▸ **TRECHO DE ORIGEM**:
-- -- --

Procurado, o cineasta afirmou já ter ouvido falar em casos semelhantes, mas nunca tinha vivido na pele algo do tipo.
"Espero que as pessoas do cinema aproveitem (a acusação ) pra discutir transparência, conflito de interesses, temas de primeira ordem. Diversas pessoas me desaconselharam a falar sobre o assunto, outras disseram para buscar acertos de bastidor, mas pra mim o mais importante era levantar essa discussão. O bode está no meio da sala", diz Duarte.
Daniela confirma ter sido desligada do festival francês, mas reforça ter mantido contato com integrantes da equipe do evento.

-- -- --

▸ **REGISTROS EXTRAÍDOS**:

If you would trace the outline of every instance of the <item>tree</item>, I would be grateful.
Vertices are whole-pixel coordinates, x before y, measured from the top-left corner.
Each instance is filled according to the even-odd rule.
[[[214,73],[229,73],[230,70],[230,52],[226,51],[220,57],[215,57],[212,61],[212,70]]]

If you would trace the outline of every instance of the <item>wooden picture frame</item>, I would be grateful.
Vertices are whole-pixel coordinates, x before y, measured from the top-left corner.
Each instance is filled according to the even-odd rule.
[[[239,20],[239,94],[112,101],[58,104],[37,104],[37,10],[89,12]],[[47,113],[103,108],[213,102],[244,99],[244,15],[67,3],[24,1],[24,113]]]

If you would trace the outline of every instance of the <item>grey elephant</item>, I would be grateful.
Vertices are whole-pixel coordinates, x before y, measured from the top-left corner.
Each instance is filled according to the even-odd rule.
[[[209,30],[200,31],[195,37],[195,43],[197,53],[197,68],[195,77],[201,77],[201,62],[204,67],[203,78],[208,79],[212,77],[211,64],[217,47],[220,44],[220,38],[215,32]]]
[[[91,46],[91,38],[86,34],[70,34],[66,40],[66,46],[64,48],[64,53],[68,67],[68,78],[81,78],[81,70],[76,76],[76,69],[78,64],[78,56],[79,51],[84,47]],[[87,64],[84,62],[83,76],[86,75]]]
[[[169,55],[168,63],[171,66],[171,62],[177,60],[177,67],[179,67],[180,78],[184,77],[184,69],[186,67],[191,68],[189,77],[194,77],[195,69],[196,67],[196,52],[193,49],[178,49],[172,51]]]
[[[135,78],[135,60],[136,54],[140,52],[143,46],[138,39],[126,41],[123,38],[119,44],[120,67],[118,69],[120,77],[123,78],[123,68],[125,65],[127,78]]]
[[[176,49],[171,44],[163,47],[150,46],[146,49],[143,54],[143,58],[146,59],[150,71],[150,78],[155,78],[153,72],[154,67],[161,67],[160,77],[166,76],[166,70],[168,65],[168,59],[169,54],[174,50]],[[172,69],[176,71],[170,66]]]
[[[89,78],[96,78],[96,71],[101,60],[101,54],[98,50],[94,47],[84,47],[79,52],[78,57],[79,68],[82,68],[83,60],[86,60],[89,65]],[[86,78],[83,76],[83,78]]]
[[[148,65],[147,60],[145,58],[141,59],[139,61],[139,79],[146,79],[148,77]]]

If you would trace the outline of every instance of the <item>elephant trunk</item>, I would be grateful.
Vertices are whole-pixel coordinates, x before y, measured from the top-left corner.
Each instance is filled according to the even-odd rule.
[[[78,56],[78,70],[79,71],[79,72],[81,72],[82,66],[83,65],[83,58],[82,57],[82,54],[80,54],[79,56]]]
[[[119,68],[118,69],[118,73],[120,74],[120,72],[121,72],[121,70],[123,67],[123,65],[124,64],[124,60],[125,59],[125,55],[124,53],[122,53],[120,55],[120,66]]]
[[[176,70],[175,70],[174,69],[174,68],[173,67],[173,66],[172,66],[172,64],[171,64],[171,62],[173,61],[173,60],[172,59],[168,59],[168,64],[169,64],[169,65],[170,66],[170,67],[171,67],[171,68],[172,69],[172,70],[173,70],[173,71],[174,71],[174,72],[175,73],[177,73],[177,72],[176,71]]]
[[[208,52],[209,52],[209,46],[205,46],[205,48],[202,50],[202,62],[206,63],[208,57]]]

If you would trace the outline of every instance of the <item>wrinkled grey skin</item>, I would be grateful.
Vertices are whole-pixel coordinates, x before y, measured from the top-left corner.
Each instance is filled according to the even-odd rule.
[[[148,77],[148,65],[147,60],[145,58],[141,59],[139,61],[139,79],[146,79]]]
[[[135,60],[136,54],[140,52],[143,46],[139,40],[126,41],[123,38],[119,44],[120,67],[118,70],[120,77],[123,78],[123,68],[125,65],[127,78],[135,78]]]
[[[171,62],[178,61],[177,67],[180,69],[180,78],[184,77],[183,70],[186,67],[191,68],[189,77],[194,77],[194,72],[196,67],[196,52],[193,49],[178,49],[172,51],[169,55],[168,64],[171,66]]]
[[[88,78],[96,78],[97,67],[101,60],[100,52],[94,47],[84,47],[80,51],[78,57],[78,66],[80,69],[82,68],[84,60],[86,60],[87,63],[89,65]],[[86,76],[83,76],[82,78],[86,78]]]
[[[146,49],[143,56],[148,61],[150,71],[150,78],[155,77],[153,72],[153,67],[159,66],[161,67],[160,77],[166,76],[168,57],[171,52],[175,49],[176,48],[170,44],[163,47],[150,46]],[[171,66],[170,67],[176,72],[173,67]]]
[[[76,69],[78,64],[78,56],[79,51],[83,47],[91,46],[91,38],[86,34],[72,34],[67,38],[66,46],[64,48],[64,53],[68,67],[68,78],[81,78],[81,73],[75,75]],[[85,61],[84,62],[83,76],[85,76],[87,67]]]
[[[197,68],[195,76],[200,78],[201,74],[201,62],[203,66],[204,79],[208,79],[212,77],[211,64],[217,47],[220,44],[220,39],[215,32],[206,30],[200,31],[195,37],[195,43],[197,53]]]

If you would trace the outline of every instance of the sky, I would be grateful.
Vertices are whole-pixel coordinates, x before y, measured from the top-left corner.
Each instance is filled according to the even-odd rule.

-- -- --

▸ **OBJETIVO DECLARADO A**:
Devolva do trecho sobre o cineasta Duarte tudo o que vai desde "Procurado, o cineasta" até "equipe do evento.", sem nenhuma alteração.
▸ **OBJETIVO DECLARADO B**:
No trecho sobre o cineasta Duarte, aponte todos os verbos que atribuem uma declaração ao próprio Duarte ou a Daniela.

▸ **RESULTADO COMPLETO A**:
Procurado, o cineasta afirmou já ter ouvido falar em casos semelhantes, mas nunca tinha vivido na pele algo do tipo.
"Espero que as pessoas do cinema aproveitem (a acusação ) pra discutir transparência, conflito de interesses, temas de primeira ordem. Diversas pessoas me desaconselharam a falar sobre o assunto, outras disseram para buscar acertos de bastidor, mas pra mim o mais importante era levantar essa discussão. O bode está no meio da sala", diz Duarte.
Daniela confirma ter sido desligada do festival francês, mas reforça ter mantido contato com integrantes da equipe do evento.

▸ **RESULTADO COMPLETO B**:
afirmou
diz
confirma
reforça